Box-labeled dataset extracts
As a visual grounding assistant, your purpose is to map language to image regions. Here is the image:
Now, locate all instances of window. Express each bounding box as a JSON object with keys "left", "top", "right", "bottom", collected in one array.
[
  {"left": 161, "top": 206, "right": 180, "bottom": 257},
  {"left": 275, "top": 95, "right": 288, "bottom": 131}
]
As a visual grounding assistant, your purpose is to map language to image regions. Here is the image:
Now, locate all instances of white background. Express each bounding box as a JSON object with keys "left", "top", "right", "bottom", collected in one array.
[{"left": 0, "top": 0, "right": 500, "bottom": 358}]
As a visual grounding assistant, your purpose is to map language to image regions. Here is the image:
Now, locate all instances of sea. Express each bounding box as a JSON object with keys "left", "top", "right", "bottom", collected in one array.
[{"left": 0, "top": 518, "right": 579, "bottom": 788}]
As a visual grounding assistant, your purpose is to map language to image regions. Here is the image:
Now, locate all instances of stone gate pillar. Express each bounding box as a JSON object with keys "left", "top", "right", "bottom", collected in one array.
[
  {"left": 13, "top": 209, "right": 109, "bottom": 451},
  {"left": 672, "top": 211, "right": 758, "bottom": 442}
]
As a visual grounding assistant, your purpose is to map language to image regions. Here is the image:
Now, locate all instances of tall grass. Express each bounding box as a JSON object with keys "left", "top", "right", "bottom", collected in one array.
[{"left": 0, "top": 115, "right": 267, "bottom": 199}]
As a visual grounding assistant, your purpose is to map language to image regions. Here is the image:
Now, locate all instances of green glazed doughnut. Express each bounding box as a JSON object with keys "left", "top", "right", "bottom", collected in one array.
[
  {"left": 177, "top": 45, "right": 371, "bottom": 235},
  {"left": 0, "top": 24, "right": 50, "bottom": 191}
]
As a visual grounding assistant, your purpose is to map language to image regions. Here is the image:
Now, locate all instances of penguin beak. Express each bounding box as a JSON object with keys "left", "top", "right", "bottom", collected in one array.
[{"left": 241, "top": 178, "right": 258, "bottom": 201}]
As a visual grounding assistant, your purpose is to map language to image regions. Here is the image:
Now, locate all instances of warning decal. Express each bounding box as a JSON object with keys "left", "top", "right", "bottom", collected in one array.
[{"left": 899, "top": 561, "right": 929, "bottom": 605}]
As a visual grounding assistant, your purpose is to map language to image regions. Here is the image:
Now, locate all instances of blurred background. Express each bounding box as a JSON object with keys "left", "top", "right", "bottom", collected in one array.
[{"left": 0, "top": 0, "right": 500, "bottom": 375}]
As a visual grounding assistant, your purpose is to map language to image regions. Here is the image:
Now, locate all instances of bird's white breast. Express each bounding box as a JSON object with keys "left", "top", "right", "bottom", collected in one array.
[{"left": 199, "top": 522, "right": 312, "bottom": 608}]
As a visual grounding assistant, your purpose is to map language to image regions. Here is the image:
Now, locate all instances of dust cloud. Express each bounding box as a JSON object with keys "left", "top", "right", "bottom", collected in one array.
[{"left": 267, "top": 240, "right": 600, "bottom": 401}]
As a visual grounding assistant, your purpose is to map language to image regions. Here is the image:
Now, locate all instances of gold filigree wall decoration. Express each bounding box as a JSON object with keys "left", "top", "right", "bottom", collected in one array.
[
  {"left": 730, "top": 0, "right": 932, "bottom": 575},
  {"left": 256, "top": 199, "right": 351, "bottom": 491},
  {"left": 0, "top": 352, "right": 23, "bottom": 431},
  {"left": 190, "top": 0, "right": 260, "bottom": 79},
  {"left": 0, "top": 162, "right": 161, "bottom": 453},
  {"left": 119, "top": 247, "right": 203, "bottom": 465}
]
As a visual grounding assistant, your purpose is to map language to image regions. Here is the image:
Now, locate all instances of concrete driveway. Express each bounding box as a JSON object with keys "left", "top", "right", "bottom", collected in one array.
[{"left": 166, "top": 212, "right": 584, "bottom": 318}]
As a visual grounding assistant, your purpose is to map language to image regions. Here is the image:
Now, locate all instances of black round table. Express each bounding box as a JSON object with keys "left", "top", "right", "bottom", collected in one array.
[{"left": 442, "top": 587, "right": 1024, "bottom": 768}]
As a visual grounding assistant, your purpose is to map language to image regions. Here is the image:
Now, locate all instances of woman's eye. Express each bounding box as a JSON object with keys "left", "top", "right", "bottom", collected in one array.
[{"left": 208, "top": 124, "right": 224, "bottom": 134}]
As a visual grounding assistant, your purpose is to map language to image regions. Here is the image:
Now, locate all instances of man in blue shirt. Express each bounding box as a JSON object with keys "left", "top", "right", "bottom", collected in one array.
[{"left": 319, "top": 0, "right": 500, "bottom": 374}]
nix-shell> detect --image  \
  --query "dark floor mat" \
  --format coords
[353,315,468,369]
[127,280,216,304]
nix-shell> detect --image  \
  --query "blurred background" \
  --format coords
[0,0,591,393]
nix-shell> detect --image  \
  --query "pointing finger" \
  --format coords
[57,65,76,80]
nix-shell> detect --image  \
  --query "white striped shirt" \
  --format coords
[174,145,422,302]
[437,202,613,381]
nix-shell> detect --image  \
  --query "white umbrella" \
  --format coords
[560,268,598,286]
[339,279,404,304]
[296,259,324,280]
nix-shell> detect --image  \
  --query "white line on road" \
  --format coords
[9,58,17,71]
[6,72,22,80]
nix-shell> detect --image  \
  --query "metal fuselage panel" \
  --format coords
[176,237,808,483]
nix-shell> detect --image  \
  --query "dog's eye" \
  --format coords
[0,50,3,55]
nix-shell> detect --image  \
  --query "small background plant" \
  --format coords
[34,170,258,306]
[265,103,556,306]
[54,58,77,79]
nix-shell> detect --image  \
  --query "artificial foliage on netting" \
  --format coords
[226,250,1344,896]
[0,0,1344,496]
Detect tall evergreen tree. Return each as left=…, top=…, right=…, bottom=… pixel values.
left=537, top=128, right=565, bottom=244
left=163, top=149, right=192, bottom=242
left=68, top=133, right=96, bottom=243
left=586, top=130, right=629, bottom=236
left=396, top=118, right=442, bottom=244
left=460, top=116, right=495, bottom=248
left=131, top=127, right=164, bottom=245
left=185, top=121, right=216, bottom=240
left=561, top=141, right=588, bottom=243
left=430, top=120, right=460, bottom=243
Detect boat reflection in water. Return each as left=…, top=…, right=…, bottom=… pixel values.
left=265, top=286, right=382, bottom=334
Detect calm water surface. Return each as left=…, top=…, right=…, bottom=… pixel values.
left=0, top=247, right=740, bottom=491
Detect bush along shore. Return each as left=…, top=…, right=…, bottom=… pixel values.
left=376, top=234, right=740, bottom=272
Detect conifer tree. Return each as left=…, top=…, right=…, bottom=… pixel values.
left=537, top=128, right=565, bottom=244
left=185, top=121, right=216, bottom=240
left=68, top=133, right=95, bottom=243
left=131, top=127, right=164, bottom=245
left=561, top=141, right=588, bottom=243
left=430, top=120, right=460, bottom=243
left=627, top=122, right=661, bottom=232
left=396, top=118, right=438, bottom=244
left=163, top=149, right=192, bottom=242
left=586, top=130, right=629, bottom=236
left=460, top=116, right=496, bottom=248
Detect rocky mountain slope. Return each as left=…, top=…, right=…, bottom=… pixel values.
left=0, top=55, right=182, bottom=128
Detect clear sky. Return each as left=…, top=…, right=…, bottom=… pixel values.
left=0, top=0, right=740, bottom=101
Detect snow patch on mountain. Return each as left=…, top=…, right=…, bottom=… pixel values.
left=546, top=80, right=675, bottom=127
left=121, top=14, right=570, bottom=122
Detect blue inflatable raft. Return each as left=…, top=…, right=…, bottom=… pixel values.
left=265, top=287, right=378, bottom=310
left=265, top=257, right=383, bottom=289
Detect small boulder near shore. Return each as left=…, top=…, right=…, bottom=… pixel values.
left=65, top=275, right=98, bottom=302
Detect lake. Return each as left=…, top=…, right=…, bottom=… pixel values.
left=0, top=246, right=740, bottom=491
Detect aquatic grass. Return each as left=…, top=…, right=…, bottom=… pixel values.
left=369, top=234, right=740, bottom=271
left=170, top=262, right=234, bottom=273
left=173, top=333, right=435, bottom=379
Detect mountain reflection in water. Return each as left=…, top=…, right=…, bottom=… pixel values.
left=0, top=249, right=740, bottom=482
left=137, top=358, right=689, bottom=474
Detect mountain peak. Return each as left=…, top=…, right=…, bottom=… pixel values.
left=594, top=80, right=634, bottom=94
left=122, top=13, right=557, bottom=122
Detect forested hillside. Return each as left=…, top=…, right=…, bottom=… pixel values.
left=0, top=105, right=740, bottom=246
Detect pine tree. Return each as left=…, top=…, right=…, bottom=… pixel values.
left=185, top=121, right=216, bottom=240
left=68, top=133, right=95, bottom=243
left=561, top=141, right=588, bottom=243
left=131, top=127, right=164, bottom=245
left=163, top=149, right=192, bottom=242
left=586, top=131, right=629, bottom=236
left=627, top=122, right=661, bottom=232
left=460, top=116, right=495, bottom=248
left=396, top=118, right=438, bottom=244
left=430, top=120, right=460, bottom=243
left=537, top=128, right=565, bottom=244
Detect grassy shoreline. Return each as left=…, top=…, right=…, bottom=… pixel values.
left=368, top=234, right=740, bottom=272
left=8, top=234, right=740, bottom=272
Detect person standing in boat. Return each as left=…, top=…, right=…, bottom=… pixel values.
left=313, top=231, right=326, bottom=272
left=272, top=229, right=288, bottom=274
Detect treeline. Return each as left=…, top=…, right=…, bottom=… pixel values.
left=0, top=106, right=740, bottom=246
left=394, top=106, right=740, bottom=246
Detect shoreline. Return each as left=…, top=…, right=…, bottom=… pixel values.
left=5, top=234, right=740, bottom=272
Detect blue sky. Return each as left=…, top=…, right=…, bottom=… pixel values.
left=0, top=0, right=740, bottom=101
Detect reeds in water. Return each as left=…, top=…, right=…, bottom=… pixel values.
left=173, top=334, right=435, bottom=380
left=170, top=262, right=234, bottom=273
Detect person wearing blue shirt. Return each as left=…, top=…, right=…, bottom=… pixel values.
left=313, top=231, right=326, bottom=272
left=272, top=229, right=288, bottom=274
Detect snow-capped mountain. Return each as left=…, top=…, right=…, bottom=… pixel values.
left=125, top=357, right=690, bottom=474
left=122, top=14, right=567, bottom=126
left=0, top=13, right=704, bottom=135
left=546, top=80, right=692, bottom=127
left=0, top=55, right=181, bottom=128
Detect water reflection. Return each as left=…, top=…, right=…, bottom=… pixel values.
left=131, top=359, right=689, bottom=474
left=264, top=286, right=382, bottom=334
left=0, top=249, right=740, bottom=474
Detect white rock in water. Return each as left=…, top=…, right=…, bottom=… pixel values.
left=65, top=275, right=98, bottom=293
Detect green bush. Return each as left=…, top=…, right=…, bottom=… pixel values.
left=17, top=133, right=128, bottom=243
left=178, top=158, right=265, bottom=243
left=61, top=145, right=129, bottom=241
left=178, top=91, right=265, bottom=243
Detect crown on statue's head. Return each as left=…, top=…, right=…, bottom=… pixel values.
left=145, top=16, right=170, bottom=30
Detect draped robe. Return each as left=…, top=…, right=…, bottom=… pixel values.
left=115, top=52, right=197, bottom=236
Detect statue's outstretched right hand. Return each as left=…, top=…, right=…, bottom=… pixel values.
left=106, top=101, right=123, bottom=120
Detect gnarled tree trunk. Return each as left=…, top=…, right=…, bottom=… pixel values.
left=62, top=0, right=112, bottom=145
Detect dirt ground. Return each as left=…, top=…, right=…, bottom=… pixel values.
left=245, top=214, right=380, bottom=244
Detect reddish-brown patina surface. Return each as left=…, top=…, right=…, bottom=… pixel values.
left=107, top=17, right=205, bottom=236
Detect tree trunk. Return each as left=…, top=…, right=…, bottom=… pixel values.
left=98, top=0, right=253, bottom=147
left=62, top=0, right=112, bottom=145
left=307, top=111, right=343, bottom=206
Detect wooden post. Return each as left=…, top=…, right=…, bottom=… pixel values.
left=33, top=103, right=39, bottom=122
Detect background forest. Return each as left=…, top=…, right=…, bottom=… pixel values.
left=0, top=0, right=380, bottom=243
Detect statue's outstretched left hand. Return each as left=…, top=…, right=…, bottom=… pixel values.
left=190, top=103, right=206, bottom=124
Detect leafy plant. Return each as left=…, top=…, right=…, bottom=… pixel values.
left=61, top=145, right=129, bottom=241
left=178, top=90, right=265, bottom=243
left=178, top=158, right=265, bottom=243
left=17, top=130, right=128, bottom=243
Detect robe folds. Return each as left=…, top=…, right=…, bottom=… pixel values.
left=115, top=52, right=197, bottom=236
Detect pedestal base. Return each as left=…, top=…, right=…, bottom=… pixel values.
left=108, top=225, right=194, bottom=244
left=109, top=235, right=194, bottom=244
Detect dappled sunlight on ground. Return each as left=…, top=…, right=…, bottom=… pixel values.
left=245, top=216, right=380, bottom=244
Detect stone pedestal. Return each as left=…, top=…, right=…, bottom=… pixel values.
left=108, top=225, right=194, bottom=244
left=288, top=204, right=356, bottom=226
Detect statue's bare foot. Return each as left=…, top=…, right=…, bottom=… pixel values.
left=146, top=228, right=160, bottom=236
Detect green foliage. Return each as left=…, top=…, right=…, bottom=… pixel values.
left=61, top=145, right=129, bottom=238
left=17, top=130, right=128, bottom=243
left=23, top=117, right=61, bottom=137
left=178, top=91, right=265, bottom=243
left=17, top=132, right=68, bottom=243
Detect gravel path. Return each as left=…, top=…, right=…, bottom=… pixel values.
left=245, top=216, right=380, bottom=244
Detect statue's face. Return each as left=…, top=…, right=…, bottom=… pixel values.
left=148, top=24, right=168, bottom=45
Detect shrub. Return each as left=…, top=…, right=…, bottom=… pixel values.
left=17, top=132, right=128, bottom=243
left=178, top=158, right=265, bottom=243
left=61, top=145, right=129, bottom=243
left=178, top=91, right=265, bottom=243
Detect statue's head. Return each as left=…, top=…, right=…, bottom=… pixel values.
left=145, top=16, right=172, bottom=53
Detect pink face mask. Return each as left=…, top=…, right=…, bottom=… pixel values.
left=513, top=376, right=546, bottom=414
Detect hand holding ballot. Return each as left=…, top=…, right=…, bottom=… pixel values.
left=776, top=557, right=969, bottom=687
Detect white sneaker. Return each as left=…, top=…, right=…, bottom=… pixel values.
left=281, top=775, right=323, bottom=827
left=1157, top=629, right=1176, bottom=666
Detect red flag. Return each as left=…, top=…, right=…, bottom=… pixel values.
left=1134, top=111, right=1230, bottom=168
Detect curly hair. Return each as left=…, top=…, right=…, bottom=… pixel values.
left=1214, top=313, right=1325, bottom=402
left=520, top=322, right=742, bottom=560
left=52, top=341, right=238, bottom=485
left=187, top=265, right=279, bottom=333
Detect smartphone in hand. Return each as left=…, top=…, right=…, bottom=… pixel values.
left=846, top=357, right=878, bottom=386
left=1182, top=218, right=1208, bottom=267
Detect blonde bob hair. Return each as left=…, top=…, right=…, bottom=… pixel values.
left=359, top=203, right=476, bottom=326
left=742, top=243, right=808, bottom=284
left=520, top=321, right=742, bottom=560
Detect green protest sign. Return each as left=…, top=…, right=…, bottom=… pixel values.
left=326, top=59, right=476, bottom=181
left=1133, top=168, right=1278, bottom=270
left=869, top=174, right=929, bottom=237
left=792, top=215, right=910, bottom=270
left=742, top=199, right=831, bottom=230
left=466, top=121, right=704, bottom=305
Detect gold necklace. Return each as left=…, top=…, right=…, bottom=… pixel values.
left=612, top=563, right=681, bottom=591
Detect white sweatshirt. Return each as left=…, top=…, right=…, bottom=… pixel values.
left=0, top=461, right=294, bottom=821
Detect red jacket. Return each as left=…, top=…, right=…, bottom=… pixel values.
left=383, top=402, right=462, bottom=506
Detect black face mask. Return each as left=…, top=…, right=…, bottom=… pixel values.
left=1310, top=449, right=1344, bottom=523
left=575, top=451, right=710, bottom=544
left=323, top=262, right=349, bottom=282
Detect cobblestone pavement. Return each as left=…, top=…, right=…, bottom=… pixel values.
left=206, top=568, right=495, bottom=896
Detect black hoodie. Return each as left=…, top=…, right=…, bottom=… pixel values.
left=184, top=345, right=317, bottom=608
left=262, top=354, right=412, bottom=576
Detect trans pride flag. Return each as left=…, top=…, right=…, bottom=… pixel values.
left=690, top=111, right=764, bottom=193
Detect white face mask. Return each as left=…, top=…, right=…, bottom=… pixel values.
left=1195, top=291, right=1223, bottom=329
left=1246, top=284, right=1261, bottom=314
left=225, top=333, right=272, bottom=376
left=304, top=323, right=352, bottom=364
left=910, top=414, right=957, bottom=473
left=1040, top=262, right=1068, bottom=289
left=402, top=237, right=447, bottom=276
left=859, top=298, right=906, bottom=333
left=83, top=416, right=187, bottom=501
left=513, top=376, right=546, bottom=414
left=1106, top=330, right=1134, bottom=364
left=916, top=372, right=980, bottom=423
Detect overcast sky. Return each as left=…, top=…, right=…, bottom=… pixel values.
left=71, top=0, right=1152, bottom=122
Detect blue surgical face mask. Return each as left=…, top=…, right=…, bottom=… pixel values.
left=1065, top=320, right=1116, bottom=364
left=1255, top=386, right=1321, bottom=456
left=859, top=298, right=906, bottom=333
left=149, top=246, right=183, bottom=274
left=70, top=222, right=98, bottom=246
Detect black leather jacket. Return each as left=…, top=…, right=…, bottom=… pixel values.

Written problem: Repeat verbatim the portion of the lines above that begins with the line containing "Detect forested hillside." and ends with the line containing "left=0, top=55, right=181, bottom=128", both of those lines included.

Written answer:
Detect forested hillside. Return each as left=…, top=…, right=…, bottom=… pixel values.
left=0, top=105, right=740, bottom=246
Detect pine tree. Return each as left=…, top=…, right=…, bottom=… pixel values.
left=185, top=121, right=216, bottom=240
left=68, top=133, right=95, bottom=243
left=561, top=141, right=588, bottom=243
left=131, top=127, right=164, bottom=245
left=163, top=149, right=192, bottom=242
left=586, top=131, right=629, bottom=236
left=627, top=122, right=661, bottom=232
left=460, top=116, right=495, bottom=248
left=396, top=118, right=438, bottom=244
left=430, top=120, right=460, bottom=243
left=537, top=128, right=565, bottom=244
Detect grassy shoreline. Return each as left=…, top=…, right=…, bottom=… pixel values.
left=368, top=234, right=740, bottom=272
left=8, top=234, right=740, bottom=272
Detect person standing in boat. Return each as left=…, top=…, right=…, bottom=… pixel values.
left=313, top=231, right=326, bottom=272
left=272, top=229, right=288, bottom=274
Detect treeline. Return each as left=…, top=…, right=…, bottom=… pixel values.
left=0, top=106, right=740, bottom=246
left=394, top=106, right=740, bottom=246
Detect shoreline. Return each as left=…, top=…, right=…, bottom=… pixel values.
left=5, top=234, right=740, bottom=272
Detect blue sky. Return each as left=…, top=…, right=…, bottom=… pixel values.
left=0, top=0, right=740, bottom=101
Detect reeds in water. Return each as left=…, top=…, right=…, bottom=… pixel values.
left=173, top=334, right=435, bottom=380
left=170, top=262, right=234, bottom=273
Detect person wearing blue shirt. Return each as left=…, top=…, right=…, bottom=… pixel values.
left=313, top=231, right=326, bottom=272
left=272, top=229, right=288, bottom=274
Detect snow-capped mountain. Return each as left=…, top=…, right=…, bottom=… pixel values.
left=125, top=357, right=690, bottom=474
left=122, top=14, right=567, bottom=126
left=0, top=13, right=704, bottom=135
left=546, top=80, right=692, bottom=127
left=0, top=55, right=181, bottom=128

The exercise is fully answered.